United States District Court, M.D. Tennessee, Nashville Division
Nov 23, 2022
3:22-cv-00574 (M.D. Tenn. Nov. 23, 2022)

Opinion

3:22-cv-00574

11-23-2022

DEBORAH RUSSELL, Plaintiff, v. WILLIAM C. KILLIAN et al., Defendants.


TO THE HONORABLE ALETA A. TRAUGER, DISTRICT JUDGE.

REPORT AND RECOMMENDATION

ALISTAIR E. NEWBERN, UNITED STATES MAGISTRATE JUDGE.

This action arises out of Defendant William C. Killian's now-terminated representation of pro se Plaintiff Deborah Russell in another action proceeding in this Court. (Doc. No. 1.) Russell has filed a complaint alleging that Killian and Defendants John C. Cavett, Barry L. Abbott, and their law firm Defendant Cavett, Abbott & Weiss, PLLC, committed legal malpractice and violated other state and federal laws during the time that Killian served as Russell's lawyer. (Id.) The defendants have filed a motion to dismiss (Doc. No. 26) arguing, among other things, that this Court lacks subject-matter jurisdiction over Russell's claims and should dismiss her complaint under Federal Rule of Civil Procedure 12(b)(1) (Doc. No. 27). Russell has responded in opposition (Doc. No. 33) and the defendants have filed a reply (Doc. No. 34). For the reasons that follow, the Magistrate Judge will recommend that the defendants' motion to dismiss be granted and that this action be dismissed for lack of subject-matter jurisdiction.

Although Russell names the law firm Cavett, Abbott & Weiss, PLLC, in the caption of her complaint, she does not include it as a party in the body of the document. (Doc. No. 1.)

Russell has also filed motions for leave to file her complaint and an affidavit under seal (Doc. Nos. 2, 9), arguing that both documents contain information protected by the attorney-client privilege (Doc. Nos. 3, 10). The Magistrate Judge will recommend that Russell's motions to seal be denied.

I. Factual and Procedural Background

Russell, who resides in Davidson County, Tennessee, hired Killian, an attorney associated with the Chattanooga, Tennessee, law firm Cavett, Abbott & Weiss, to represent her in a case Russell filed in this Court. (Doc. No. 1.) Killian eventually withdrew from representation, and Russell filed the present action against Killian, Cavett, Abbott, and the law firm asserting violations of federal and state laws. (Id.) The federal claims Russell asserts include conspiracy and wire fraud under 18 U.S.C. §§ 241, 1343, and 1349, and deprivation of rights under 42 U.S.C. § 1983. (Id.) Russell also asserts that the defendants are liable for obstruction of justice. (Id.) Russell's state law claims include legal malpractice, sexual harassment, slander, defamation, conspiracy, and other fraud-based claims. (Id.)

WORK REQUIRED
List every defendant the court opinion names in this action. Rely only on the court opinion above.

[Location identification entries]
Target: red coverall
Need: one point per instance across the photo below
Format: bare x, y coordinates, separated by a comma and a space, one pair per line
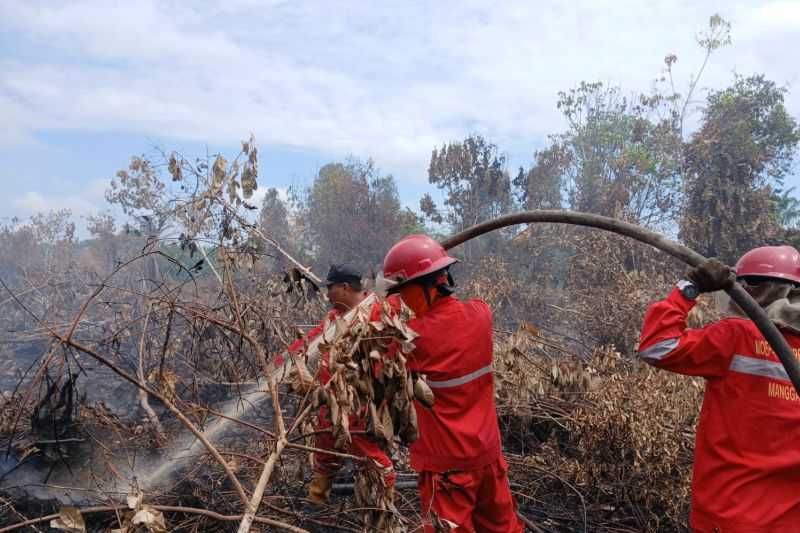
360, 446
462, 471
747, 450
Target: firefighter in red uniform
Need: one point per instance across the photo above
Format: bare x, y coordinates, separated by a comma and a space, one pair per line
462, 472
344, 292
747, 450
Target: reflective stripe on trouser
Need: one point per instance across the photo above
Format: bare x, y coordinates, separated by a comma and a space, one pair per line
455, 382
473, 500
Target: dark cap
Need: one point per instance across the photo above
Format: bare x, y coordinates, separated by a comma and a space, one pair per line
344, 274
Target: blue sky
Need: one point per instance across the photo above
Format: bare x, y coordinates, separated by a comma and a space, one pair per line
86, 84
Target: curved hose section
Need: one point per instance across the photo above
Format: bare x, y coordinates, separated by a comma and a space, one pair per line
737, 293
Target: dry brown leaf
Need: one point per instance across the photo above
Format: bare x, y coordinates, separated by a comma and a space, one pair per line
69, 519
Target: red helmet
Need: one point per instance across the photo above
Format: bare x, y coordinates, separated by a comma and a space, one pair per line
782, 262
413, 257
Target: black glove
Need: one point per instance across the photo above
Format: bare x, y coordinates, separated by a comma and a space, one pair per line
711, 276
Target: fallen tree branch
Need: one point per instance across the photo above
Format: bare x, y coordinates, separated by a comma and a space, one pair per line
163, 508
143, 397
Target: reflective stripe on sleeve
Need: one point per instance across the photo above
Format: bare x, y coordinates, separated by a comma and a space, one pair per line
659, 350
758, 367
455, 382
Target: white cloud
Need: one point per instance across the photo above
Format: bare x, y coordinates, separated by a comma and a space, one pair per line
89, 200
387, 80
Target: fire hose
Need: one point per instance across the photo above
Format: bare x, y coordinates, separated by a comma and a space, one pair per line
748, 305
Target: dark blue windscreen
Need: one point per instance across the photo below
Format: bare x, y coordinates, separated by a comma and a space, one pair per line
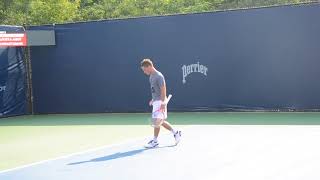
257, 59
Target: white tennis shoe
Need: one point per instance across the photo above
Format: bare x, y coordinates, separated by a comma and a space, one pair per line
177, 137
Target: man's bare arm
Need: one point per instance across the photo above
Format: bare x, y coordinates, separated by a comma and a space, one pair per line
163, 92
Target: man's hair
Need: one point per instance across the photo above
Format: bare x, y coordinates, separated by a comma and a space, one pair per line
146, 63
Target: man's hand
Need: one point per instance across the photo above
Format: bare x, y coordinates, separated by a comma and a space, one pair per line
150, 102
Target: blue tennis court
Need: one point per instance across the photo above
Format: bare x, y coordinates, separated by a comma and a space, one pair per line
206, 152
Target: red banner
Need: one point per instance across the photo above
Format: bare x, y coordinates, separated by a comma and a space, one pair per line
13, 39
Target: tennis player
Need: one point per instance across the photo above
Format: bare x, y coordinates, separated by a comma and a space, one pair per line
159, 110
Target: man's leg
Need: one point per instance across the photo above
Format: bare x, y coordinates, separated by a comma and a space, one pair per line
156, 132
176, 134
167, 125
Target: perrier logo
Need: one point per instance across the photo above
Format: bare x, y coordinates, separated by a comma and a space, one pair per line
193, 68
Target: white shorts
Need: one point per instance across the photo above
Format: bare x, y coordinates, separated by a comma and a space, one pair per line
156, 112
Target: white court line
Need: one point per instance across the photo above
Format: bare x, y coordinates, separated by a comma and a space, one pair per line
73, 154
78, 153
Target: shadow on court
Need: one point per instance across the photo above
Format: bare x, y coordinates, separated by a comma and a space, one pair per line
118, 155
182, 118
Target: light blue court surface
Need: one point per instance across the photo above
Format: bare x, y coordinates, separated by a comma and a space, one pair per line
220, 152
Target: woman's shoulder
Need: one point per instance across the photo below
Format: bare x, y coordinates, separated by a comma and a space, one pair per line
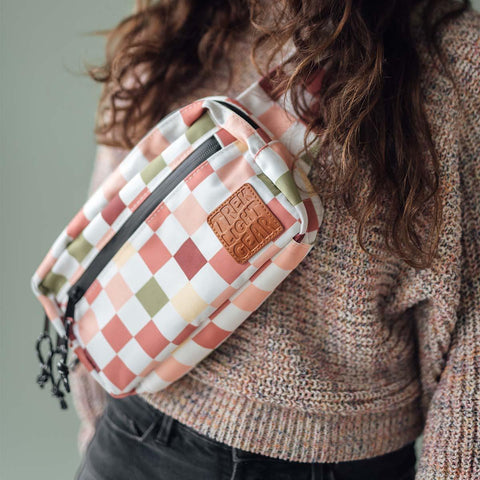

...

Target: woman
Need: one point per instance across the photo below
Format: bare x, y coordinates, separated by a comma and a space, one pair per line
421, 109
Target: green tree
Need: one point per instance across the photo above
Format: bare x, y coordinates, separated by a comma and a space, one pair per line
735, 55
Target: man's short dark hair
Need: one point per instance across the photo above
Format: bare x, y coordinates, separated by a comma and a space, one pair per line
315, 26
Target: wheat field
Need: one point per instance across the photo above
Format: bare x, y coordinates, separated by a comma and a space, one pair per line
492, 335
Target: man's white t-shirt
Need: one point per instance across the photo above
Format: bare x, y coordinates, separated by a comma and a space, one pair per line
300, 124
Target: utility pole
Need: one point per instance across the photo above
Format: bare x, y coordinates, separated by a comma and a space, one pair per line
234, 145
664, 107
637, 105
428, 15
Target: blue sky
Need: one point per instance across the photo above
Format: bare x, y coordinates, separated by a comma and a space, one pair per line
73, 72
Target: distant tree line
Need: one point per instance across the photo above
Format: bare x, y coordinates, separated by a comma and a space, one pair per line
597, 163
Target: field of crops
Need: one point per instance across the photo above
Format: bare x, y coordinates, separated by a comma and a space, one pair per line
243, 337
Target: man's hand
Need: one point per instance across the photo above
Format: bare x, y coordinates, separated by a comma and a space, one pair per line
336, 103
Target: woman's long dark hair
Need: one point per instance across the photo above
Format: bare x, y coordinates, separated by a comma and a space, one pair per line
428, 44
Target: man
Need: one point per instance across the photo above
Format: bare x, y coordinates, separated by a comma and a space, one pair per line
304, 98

RESPONSE TO THE TASK
William C. Killian
John C. Cavett
Barry L. Abbott
Cavett, Abbott & Weiss, PLLC